● **SET TASK**
Reproduce the material that follows, line for line, without altering a single character.

[start]

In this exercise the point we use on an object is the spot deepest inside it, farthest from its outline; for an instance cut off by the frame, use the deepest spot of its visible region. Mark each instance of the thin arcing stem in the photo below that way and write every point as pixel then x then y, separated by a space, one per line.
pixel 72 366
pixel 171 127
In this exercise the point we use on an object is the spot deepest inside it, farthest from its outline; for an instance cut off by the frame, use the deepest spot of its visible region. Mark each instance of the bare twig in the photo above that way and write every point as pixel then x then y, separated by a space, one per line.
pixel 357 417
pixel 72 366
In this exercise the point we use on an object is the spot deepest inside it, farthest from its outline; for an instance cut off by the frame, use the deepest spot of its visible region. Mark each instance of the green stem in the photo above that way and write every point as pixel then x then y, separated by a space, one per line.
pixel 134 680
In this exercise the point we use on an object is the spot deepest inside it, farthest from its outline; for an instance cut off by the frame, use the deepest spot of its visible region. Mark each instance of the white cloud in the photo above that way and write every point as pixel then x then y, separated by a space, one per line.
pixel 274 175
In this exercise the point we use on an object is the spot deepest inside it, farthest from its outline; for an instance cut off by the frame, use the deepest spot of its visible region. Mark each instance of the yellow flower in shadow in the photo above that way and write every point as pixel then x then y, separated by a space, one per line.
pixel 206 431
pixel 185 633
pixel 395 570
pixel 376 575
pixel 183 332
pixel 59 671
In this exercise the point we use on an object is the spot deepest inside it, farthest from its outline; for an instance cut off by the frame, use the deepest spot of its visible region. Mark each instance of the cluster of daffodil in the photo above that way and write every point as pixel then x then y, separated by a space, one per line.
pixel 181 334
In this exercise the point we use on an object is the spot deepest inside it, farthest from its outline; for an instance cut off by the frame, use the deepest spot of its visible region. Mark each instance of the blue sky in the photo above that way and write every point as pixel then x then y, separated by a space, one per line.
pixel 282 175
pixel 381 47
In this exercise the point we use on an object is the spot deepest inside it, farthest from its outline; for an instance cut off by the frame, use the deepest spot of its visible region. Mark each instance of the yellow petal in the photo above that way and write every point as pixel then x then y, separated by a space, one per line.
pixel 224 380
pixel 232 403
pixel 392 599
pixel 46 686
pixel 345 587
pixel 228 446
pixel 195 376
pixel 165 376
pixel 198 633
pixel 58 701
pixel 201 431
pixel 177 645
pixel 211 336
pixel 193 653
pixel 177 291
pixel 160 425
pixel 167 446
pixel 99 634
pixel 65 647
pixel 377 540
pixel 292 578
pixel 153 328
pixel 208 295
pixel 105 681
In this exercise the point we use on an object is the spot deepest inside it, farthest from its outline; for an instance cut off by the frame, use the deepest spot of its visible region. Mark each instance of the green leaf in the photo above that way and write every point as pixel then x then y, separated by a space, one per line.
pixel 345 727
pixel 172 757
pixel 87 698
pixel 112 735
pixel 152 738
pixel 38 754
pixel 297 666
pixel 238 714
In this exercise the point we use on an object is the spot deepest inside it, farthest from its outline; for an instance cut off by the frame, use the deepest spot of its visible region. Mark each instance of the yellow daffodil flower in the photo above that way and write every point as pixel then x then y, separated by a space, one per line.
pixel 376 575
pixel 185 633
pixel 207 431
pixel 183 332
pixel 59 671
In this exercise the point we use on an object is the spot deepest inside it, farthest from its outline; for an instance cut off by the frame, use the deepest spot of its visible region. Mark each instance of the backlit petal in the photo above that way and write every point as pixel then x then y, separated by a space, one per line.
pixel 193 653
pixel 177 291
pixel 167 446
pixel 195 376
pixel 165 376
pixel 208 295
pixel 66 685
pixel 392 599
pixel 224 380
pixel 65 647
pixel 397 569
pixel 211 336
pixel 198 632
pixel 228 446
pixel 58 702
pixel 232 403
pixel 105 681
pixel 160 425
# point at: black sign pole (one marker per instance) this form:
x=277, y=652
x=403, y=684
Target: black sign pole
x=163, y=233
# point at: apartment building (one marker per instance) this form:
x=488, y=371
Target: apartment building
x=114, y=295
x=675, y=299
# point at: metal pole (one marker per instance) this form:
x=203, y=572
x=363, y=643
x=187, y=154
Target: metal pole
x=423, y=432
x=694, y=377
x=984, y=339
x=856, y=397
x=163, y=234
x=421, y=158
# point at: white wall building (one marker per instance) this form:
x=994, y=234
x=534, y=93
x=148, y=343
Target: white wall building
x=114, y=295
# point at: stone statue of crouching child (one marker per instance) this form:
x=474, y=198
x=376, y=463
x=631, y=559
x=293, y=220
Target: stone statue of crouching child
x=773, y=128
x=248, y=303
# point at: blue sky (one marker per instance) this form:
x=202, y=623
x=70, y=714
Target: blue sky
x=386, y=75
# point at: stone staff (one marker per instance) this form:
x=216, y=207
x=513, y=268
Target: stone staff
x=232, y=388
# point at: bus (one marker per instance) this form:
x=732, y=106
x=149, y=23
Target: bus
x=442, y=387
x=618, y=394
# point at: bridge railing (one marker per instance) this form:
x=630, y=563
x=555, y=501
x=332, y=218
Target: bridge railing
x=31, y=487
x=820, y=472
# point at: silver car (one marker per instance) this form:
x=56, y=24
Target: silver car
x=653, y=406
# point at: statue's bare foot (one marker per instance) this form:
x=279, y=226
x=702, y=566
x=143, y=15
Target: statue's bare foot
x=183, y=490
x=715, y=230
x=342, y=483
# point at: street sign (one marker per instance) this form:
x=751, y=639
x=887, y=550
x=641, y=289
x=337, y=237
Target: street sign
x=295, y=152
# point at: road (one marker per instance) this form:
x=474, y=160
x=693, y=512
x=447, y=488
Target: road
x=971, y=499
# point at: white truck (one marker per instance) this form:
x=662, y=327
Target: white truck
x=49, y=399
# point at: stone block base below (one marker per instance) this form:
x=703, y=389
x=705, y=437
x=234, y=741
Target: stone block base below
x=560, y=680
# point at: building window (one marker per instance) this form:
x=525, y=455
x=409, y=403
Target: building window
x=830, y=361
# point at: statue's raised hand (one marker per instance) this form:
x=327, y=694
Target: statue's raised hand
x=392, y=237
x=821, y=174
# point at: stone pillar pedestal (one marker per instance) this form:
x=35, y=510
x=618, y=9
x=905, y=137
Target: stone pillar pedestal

[end]

● **REPLY TO THE TASK**
In this exercise the point we use on an object is the spot deepest inside it, farthest from its outline; for an instance cut off by the frame, use the deepest spot of its visible region. Mark each instance of the thin arcing stem in the photo below that way and write every point as pixel then x then y, separated by a space, one per line.
pixel 72 366
pixel 171 127
In this exercise the point we use on an object is the spot deepest inside it, farthest from its outline; for an instance cut off by the frame, use the deepest spot of its visible region. Mark each instance of the bare twig in the photo above that way and write every point as pixel then x then y, separated by a space, one per line.
pixel 357 417
pixel 72 366
In this exercise the point we use on an object is the spot deepest inside it, farthest from its outline; for an instance cut off by the frame, use the deepest spot of its visible region. Mark each instance of the green stem in the photo above that way and write every point as pixel then x then y, separated by a space, one per line.
pixel 134 680
In this exercise the point we use on an object is the spot deepest inside it, farthest from its outline; for an instance cut off by the frame, use the deepest spot of its visible region. Mark each instance of the white cloud in the photo above that way and write every point as pixel then x then y, separated by a space, one per line.
pixel 274 175
In this exercise the point we use on an object is the spot deepest inside it, farthest from its outline; for an instance cut off by the frame, use the deepest spot of its visible region. Mark each instance of the yellow flower in shadow in the photo above that way and write every point as pixel then x then y, separated by a space, one per line.
pixel 206 431
pixel 185 633
pixel 395 570
pixel 376 575
pixel 183 332
pixel 59 671
In this exercise the point we use on an object is the spot deepest inside it, farthest from its outline; for an instance cut off by the frame, use the deepest spot of its visible region. Mark each instance of the cluster of daffodil in the photo above that way and write every point as pixel then x then y, separated by a space, one per line.
pixel 181 334
In this exercise the point we use on an object is the spot deepest inside it, farthest from its outline; for an instance cut off by the frame, use the deepest spot of its visible region. Mark each instance of the blue sky in the photo above that way and write every point as pixel then x then y, separated by a space, one per line.
pixel 282 175
pixel 381 47
In this exercise the point we use on an object is the spot deepest inside it, farthest from its outline; for an instance cut off by the frame, use the deepest spot of its visible region. Mark each instance of the yellow petal in the photo above that way and write every point as pixel then x then y, separated by a space, one per line.
pixel 224 380
pixel 232 403
pixel 392 599
pixel 46 686
pixel 345 587
pixel 228 446
pixel 195 376
pixel 165 376
pixel 198 633
pixel 58 701
pixel 201 431
pixel 177 645
pixel 211 336
pixel 193 653
pixel 177 291
pixel 160 425
pixel 167 446
pixel 99 634
pixel 65 647
pixel 377 540
pixel 292 578
pixel 153 328
pixel 208 295
pixel 105 681
In this exercise the point we use on an object is the spot deepest inside it, farthest from its outline; for an instance cut off by the frame, use the deepest spot of its visible region. Mark each instance of the green leaf in the photo above that way and write every point as pixel then x then y, separated by a space, one per line.
pixel 345 727
pixel 172 757
pixel 87 698
pixel 112 735
pixel 152 738
pixel 38 754
pixel 297 666
pixel 238 714
In this exercise the point we use on an object is the spot deepest inside it, farthest from its outline; for an instance cut off by the frame, use the deepest spot of its visible region. Mark each instance of the yellow daffodil flower in the photo above that way and write every point as pixel then x then y, separated by a space, one per line.
pixel 376 575
pixel 185 633
pixel 207 431
pixel 183 332
pixel 59 671
In this exercise the point we use on an object is the spot deepest inside it, farthest from its outline; for an instance cut off by the frame, use the deepest spot of its visible region. Mark each instance of the backlit petal in the photo above that way and write every point as pixel then x then y, separated by a space, one per line.
pixel 193 653
pixel 177 291
pixel 167 446
pixel 195 376
pixel 165 376
pixel 208 295
pixel 66 685
pixel 392 599
pixel 224 380
pixel 65 647
pixel 397 569
pixel 211 336
pixel 198 632
pixel 228 446
pixel 58 702
pixel 232 403
pixel 105 681
pixel 160 425
# point at: black sign pole (one marker per instance) this form:
x=277, y=652
x=403, y=684
Target: black sign pole
x=163, y=233
# point at: apartment building (one marker per instance) this form:
x=488, y=371
Target: apartment building
x=114, y=295
x=675, y=299
# point at: metal pole (one marker per instance) this form:
x=203, y=572
x=363, y=643
x=187, y=154
Target: metal pole
x=423, y=432
x=694, y=377
x=984, y=339
x=856, y=397
x=163, y=234
x=421, y=158
# point at: white wall building (one marker per instance) this form:
x=994, y=234
x=534, y=93
x=148, y=343
Target: white wall building
x=114, y=295
# point at: stone statue of crouching child (one marker per instance) this form:
x=474, y=198
x=376, y=463
x=631, y=559
x=293, y=220
Target: stone statue of crouching child
x=773, y=128
x=248, y=303
# point at: blue sky (one marker per instance) this form:
x=202, y=623
x=70, y=714
Target: blue sky
x=386, y=75
# point at: stone staff (one marker per instance) this form:
x=216, y=207
x=513, y=268
Target: stone staff
x=232, y=388
# point at: bus (one marker per instance) this form:
x=732, y=106
x=149, y=23
Target: bus
x=442, y=387
x=618, y=394
# point at: bridge railing (one marker per instance) this form:
x=630, y=563
x=555, y=501
x=332, y=218
Target: bridge railing
x=31, y=487
x=820, y=472
# point at: silver car (one marker per instance) this form:
x=56, y=24
Target: silver car
x=653, y=406
# point at: statue's bare foot (one marker per instance) this form:
x=279, y=226
x=702, y=566
x=143, y=15
Target: statue's bare foot
x=183, y=490
x=715, y=230
x=342, y=483
# point at: street sign (one marker per instance) this form:
x=751, y=639
x=887, y=550
x=641, y=289
x=337, y=237
Target: street sign
x=295, y=152
# point at: road (one marker per instance) this form:
x=474, y=160
x=693, y=512
x=447, y=488
Target: road
x=971, y=499
# point at: white truck (one marker per instance) this form:
x=662, y=327
Target: white truck
x=49, y=399
# point at: stone block base below (one marker per instance) this form:
x=703, y=389
x=705, y=437
x=234, y=741
Target: stone block base below
x=560, y=680
# point at: building window (one marker per instance) this form:
x=525, y=455
x=409, y=403
Target: building window
x=830, y=361
# point at: statue's raised hand (one marker per instance) this form:
x=327, y=694
Target: statue's raised hand
x=392, y=237
x=821, y=174
# point at: stone pillar pedestal (one marker per instance) this form:
x=35, y=510
x=618, y=9
x=905, y=137
Target: stone pillar pedestal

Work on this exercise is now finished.